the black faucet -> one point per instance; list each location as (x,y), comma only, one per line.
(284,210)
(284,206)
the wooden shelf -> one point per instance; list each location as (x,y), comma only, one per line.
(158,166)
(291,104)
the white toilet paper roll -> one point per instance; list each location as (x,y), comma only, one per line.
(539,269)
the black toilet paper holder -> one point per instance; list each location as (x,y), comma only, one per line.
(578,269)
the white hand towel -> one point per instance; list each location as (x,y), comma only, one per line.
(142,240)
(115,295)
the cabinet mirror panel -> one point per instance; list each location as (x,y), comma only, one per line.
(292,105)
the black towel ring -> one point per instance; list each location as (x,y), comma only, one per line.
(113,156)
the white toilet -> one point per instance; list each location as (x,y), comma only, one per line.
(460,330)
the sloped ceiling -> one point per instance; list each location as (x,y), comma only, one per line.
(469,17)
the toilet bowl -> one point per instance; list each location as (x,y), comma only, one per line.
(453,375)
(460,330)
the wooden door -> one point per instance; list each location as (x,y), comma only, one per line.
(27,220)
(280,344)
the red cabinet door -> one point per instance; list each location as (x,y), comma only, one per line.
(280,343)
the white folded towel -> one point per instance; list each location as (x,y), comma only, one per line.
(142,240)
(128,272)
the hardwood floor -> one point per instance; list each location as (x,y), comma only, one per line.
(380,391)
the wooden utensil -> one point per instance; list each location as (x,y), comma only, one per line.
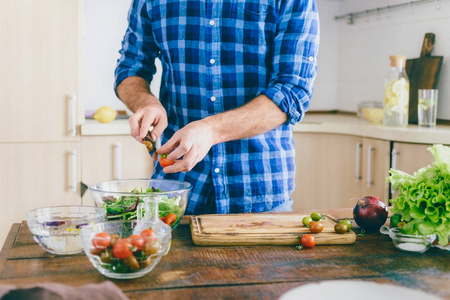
(261,229)
(423,73)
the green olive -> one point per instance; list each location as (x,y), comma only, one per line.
(306,220)
(347,223)
(340,228)
(316,216)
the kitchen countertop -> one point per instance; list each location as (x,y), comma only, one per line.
(236,272)
(346,124)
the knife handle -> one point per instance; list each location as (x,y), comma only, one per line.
(428,44)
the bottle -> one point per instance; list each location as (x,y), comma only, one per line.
(396,93)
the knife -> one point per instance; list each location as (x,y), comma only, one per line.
(151,145)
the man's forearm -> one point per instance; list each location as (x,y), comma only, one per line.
(258,116)
(135,92)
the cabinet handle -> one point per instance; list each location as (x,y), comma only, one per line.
(369,165)
(394,154)
(73,114)
(118,161)
(358,161)
(73,171)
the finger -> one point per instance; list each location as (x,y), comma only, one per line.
(169,146)
(134,122)
(146,123)
(160,125)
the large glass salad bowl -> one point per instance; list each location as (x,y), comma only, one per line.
(121,198)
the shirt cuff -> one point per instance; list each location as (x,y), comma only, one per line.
(122,75)
(282,97)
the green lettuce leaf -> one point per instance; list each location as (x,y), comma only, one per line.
(424,197)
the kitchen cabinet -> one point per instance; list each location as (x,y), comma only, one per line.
(39,60)
(36,175)
(333,170)
(113,157)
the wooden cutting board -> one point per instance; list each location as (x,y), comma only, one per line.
(261,229)
(423,73)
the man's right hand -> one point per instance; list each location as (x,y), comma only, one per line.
(152,114)
(148,111)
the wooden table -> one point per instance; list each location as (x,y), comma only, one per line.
(235,272)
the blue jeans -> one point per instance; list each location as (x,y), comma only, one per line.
(285,206)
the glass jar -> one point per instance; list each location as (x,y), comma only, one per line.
(396,93)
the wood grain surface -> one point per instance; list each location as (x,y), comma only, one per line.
(261,229)
(236,272)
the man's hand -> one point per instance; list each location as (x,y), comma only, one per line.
(148,111)
(191,142)
(152,114)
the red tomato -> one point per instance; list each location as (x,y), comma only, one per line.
(308,241)
(315,227)
(170,219)
(164,162)
(137,241)
(148,234)
(121,249)
(101,240)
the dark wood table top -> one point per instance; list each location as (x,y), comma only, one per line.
(235,272)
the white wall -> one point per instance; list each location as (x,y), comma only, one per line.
(364,48)
(104,25)
(353,59)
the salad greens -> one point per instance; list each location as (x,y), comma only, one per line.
(125,206)
(424,197)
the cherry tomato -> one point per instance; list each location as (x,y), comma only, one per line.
(340,228)
(148,234)
(347,223)
(121,249)
(316,216)
(101,240)
(136,241)
(308,241)
(164,162)
(170,219)
(306,220)
(315,227)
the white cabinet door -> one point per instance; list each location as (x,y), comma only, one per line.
(333,171)
(113,157)
(37,175)
(39,60)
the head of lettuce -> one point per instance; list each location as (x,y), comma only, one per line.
(424,197)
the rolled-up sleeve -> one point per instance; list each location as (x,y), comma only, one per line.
(294,61)
(138,53)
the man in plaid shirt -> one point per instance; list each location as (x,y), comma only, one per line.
(237,74)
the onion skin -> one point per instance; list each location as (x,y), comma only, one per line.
(370,213)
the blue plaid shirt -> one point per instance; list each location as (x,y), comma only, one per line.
(216,56)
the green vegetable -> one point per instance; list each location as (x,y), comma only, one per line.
(125,206)
(424,197)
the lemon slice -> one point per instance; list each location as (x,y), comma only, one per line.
(105,114)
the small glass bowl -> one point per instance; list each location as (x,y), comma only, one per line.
(57,228)
(409,243)
(147,251)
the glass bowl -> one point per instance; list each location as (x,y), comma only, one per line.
(121,197)
(126,249)
(371,111)
(409,243)
(57,228)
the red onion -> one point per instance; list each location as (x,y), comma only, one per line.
(370,213)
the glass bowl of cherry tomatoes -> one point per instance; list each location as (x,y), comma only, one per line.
(126,249)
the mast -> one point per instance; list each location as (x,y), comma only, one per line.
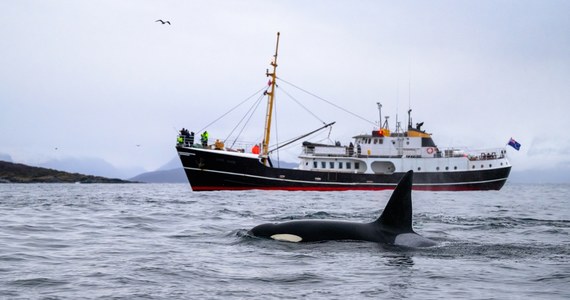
(270,100)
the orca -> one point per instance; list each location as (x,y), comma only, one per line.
(394,226)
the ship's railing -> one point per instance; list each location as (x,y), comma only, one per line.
(189,141)
(482,154)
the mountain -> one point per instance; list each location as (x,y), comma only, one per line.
(5,157)
(20,173)
(93,166)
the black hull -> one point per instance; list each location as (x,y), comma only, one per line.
(215,170)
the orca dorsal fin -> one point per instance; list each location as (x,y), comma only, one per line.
(398,212)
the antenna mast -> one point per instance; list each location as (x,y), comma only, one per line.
(270,100)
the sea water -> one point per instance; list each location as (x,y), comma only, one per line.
(163,241)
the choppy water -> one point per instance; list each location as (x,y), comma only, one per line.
(146,241)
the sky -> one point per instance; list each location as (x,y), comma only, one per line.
(101,79)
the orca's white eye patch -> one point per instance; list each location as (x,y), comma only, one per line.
(287,237)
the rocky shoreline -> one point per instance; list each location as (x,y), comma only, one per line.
(20,173)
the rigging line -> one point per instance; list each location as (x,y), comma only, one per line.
(276,131)
(244,116)
(322,99)
(298,102)
(232,109)
(252,110)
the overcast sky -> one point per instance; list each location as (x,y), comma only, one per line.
(97,78)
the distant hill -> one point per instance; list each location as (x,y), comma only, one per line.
(20,173)
(90,165)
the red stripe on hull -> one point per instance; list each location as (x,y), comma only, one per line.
(332,189)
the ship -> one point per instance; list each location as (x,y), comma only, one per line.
(376,160)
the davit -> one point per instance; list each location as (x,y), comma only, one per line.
(394,226)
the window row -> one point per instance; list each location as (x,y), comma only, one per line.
(336,165)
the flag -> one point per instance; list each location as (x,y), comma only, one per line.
(514,144)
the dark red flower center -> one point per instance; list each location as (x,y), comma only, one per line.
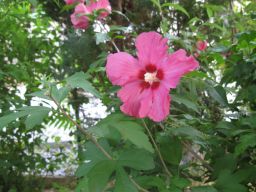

** OBJECTIVE **
Convert every line of the records above into a Markdown table with the columns "Row" and "Record line", numbering the rows in order and omitting blank lines. Leave the pictures out of the table.

** TASK RESULT **
| Row | Record line |
|---|---|
| 1 | the black faucet -> one point per instance; list each location as (x,y), comma only, one per line. |
| 2 | (284,210) |
| 3 | (284,206) |
| 4 | the wooden shelf -> one point per instance; list each location as (x,y), comma only, one per line. |
| 5 | (158,166) |
| 6 | (291,104) |
| 7 | the white toilet paper roll -> one point per instance; list each location as (x,y), comma only, one per line. |
| 8 | (539,269) |
| 9 | the black toilet paper holder -> one point per instance; list each location as (x,y), comma only, one per line. |
| 10 | (578,269) |
| 11 | the white hand towel -> one point per instance; list each location as (x,y), comma only, one per line. |
| 12 | (142,240) |
| 13 | (115,295) |
| 14 | the cabinet mirror panel -> one point per instance; list each location as (x,y), comma only, one per line. |
| 15 | (292,105) |
| 16 | the black towel ring -> one point per instance; list each location as (x,y), comma only, one per line. |
| 17 | (113,156) |
| 18 | the white toilet -> one point per instance; list each location as (x,y), comma only, one per line. |
| 19 | (460,330) |
| 20 | the sloped ceiling -> one point per instance; list each location as (x,y), comma only, one per line. |
| 21 | (469,17) |
| 22 | the toilet bowl -> one point per instance; list each location as (x,y), comma only, one per line. |
| 23 | (453,375) |
| 24 | (460,330) |
| 25 | the wooden door -> one point per instance; list each location as (x,y), comma only, one per line. |
| 26 | (27,220) |
| 27 | (280,344) |
| 28 | the red cabinet door -> one point per instance; list each location as (x,y), comma only, one per line. |
| 29 | (280,343) |
| 30 | the white folded towel -> one point per instance; list each location as (x,y), comma only, one per line. |
| 31 | (142,240) |
| 32 | (128,272) |
| 33 | the hardwood floor -> one point per instance; list each location as (x,y), comma only, one per line. |
| 34 | (380,391) |
| 35 | the wooden utensil -> one point per instance; list each location as (x,y), comma only, one per line. |
| 36 | (261,229) |
| 37 | (423,73) |
| 38 | the green olive -> one point per instance; list each location as (x,y), comma only, one per line. |
| 39 | (306,220) |
| 40 | (347,223) |
| 41 | (340,228) |
| 42 | (316,216) |
| 43 | the kitchen countertop -> one point per instance; list each location as (x,y), comma only, one per line. |
| 44 | (236,272) |
| 45 | (346,124) |
| 46 | the knife handle -> one point per instance; list each location as (x,y), comma only, one per line. |
| 47 | (428,44) |
| 48 | the bottle -> one point per instance; list each location as (x,y), comma only, one per line. |
| 49 | (396,93) |
| 50 | the knife -> one point per instance; list each location as (x,y), comma only, one per line. |
| 51 | (151,145) |
| 52 | the man's forearm -> one point per instance; list each location as (x,y), comma only, one per line. |
| 53 | (258,116) |
| 54 | (135,92) |
| 55 | the cabinet handle -> one point per instance; list each location as (x,y), comma only, one per line. |
| 56 | (369,165) |
| 57 | (394,154) |
| 58 | (73,114) |
| 59 | (118,161) |
| 60 | (358,161) |
| 61 | (73,171) |
| 62 | the finger -> one point per instance; list each location as (x,y), comma only, one per line. |
| 63 | (169,146) |
| 64 | (134,122) |
| 65 | (146,123) |
| 66 | (160,125) |
| 67 | the large glass salad bowl -> one point per instance; list each location as (x,y), comma only, one per line. |
| 68 | (121,198) |
| 69 | the shirt cuff -> one point per instance; list each location as (x,y), comma only, one per line. |
| 70 | (122,75) |
| 71 | (282,97) |
| 72 | the green lettuce leaf -> one point per instance; list each location as (x,y), comma only, one per line. |
| 73 | (424,197) |
| 74 | the kitchen cabinet -> one point per instance; list each location as (x,y), comma only, one per line. |
| 75 | (39,60) |
| 76 | (36,175) |
| 77 | (333,170) |
| 78 | (113,157) |
| 79 | the wooden cutting board -> one point per instance; list each location as (x,y), comma only, one per line. |
| 80 | (261,229) |
| 81 | (423,73) |
| 82 | the man's right hand -> one point per instance; list each location as (x,y), comma only, one per line. |
| 83 | (152,114) |
| 84 | (148,111) |
| 85 | the wooden table -> one point per instance; list each location as (x,y), comma only, one per line. |
| 86 | (235,272) |
| 87 | the blue jeans -> one point per instance; list each location as (x,y), comma only, one per line. |
| 88 | (285,206) |
| 89 | the glass jar -> one point per instance; list each location as (x,y), comma only, one per line. |
| 90 | (396,93) |
| 91 | the wood grain surface -> one point per instance; list each location as (x,y), comma only, one per line. |
| 92 | (261,229) |
| 93 | (236,272) |
| 94 | the man's hand -> one point per instance; list each location as (x,y), comma only, one per line. |
| 95 | (148,111) |
| 96 | (191,142) |
| 97 | (152,114) |
| 98 | the red tomato -> one point per instance; list each location as (x,y), comma only, one per line. |
| 99 | (308,241) |
| 100 | (315,227) |
| 101 | (170,219) |
| 102 | (164,162) |
| 103 | (137,241) |
| 104 | (148,234) |
| 105 | (121,249) |
| 106 | (101,240) |
| 107 | the dark wood table top -> one point per instance; list each location as (x,y), comma only, one per line. |
| 108 | (235,272) |
| 109 | the white wall -> one point per instance; list each location as (x,y), comma only, one per line. |
| 110 | (364,48) |
| 111 | (104,25) |
| 112 | (353,59) |
| 113 | the salad greens -> one point per instance; list each location as (x,y), comma only, one per line. |
| 114 | (125,206) |
| 115 | (424,197) |
| 116 | the cherry tomato -> one point per instance; list each location as (x,y), comma only, one per line. |
| 117 | (340,228) |
| 118 | (148,234) |
| 119 | (347,223) |
| 120 | (121,249) |
| 121 | (316,216) |
| 122 | (101,240) |
| 123 | (136,241) |
| 124 | (308,241) |
| 125 | (164,162) |
| 126 | (170,219) |
| 127 | (306,220) |
| 128 | (315,227) |
| 129 | the white cabinet door -> one point per instance; list each location as (x,y), comma only, one per line. |
| 130 | (333,171) |
| 131 | (113,157) |
| 132 | (37,175) |
| 133 | (39,60) |
| 134 | the head of lettuce -> one point per instance; list each location as (x,y), comma only, one per line. |
| 135 | (424,197) |
| 136 | the rolled-up sleeve -> one point per instance; list each location as (x,y), comma only, one per line. |
| 137 | (294,61) |
| 138 | (138,53) |
| 139 | the man in plaid shirt -> one point per instance; list each location as (x,y), comma only, one per line. |
| 140 | (237,74) |
| 141 | the onion skin -> one point per instance; list each location as (x,y), comma only, one per line. |
| 142 | (370,213) |
| 143 | the blue plaid shirt -> one point per instance; list each location as (x,y), comma only, one per line. |
| 144 | (216,56) |
| 145 | the green vegetable -> one point per instance; list each location as (x,y), comma only, one per line. |
| 146 | (125,206) |
| 147 | (424,197) |
| 148 | the lemon slice -> one point per instance; list each location as (x,y), comma only, one per line. |
| 149 | (105,114) |
| 150 | the small glass bowl -> one point per instance; list each location as (x,y), comma only, one per line. |
| 151 | (57,228) |
| 152 | (409,243) |
| 153 | (147,251) |
| 154 | the glass bowl -> one point per instance; list each location as (x,y), comma only, one per line. |
| 155 | (121,197) |
| 156 | (126,249) |
| 157 | (371,111) |
| 158 | (409,243) |
| 159 | (57,228) |
| 160 | the red onion -> one point per instance; list each location as (x,y), comma only, one per line. |
| 161 | (370,213) |
| 162 | the glass bowl of cherry tomatoes -> one point per instance; list each location as (x,y), comma only, one per line. |
| 163 | (126,249) |
| 164 | the mast -> one point per instance; list each location as (x,y), comma only, one per line. |
| 165 | (270,100) |
| 166 | the orca -> one point per instance; list each location as (x,y), comma only, one per line. |
| 167 | (394,226) |
| 168 | the ship's railing -> one point per instance; list each location as (x,y), comma only, one per line. |
| 169 | (189,141) |
| 170 | (482,154) |
| 171 | the mountain -> one point per instance; list each location as (x,y), comma only, one per line. |
| 172 | (5,157) |
| 173 | (20,173) |
| 174 | (93,166) |
| 175 | the black hull -> one point per instance; list each location as (x,y), comma only, one per line. |
| 176 | (215,170) |
| 177 | the orca dorsal fin -> one point per instance; list each location as (x,y), comma only, one per line. |
| 178 | (398,212) |
| 179 | the antenna mast -> one point per instance; list each location as (x,y), comma only, one per line. |
| 180 | (270,100) |
| 181 | the sea water -> one point per instance; list each location as (x,y), comma only, one per line. |
| 182 | (163,241) |
| 183 | the choppy water -> one point per instance; list each location as (x,y), comma only, one per line. |
| 184 | (146,241) |
| 185 | the sky -> one point per instance; list each location as (x,y), comma only, one per line. |
| 186 | (101,79) |
| 187 | the orca's white eye patch -> one point per instance; list each location as (x,y), comma only, one per line. |
| 188 | (287,237) |
| 189 | the rocky shoreline -> one point per instance; list each location as (x,y), comma only, one per line. |
| 190 | (20,173) |
| 191 | the rigging line -> one point per instance; list each location as (x,y), comma only, one per line. |
| 192 | (276,131) |
| 193 | (244,116) |
| 194 | (322,99) |
| 195 | (298,102) |
| 196 | (232,109) |
| 197 | (252,110) |
| 198 | the overcast sky -> one point per instance; list each location as (x,y), comma only, one per line. |
| 199 | (97,78) |
| 200 | the distant hill -> one point per instance; list each location as (x,y), comma only, one per line. |
| 201 | (20,173) |
| 202 | (90,165) |
| 203 | the red stripe on hull -> one point per instance; list each location as (x,y), comma only, one per line. |
| 204 | (332,189) |
| 205 | the ship -> one point per instance; list each location as (x,y), comma only, one per line. |
| 206 | (376,160) |
| 207 | the davit -> one point per instance; list each location as (x,y), comma only, one per line. |
| 208 | (394,226) |
| 209 | the window row -> one point per instance; list each location as (x,y), comma only, one per line. |
| 210 | (336,165) |
| 211 | the flag -> one point per instance; list each location as (x,y), comma only, one per line. |
| 212 | (514,144) |
| 213 | the dark red flower center -> one point per instance; list each location as (x,y), comma only, one per line. |